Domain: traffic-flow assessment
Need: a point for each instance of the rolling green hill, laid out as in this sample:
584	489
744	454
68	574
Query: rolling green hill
◆ ◆ ◆ ◆ ◆
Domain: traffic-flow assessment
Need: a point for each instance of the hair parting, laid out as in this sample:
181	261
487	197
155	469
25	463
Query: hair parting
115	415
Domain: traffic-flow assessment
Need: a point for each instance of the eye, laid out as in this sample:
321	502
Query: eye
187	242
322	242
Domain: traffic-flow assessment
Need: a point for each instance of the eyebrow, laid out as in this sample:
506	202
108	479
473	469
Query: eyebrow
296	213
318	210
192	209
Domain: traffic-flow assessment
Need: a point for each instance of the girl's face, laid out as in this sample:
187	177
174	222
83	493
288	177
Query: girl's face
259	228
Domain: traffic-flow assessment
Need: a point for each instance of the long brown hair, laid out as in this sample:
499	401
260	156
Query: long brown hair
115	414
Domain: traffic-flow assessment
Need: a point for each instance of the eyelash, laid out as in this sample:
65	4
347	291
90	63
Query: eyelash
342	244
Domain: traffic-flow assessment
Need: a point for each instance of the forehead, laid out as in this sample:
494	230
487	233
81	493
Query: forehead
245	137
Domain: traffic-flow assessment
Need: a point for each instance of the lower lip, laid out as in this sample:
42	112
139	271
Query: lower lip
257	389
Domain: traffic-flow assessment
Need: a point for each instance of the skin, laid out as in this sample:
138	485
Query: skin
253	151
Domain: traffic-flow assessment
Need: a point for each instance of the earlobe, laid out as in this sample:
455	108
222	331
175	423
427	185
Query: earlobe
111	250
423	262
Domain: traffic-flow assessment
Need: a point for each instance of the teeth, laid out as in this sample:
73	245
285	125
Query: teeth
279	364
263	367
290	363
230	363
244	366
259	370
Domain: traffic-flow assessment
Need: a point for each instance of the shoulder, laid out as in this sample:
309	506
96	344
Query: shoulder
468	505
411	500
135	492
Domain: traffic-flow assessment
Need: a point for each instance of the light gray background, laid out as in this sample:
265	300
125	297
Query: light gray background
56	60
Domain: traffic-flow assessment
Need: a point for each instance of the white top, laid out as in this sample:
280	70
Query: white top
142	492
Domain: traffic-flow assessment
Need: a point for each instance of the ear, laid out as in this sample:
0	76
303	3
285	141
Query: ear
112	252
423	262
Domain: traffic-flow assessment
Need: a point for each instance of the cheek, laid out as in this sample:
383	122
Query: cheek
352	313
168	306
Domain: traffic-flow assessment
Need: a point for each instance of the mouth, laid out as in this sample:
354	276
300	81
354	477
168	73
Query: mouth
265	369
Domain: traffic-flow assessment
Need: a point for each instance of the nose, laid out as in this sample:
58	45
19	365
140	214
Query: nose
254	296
◆ ◆ ◆ ◆ ◆
Find each line in the items above that contains the word "green", and copy every such line in full.

▸ Task solution:
Need: a point for each instance of the rolling green hill, laid out as in this sample:
Query: rolling green hill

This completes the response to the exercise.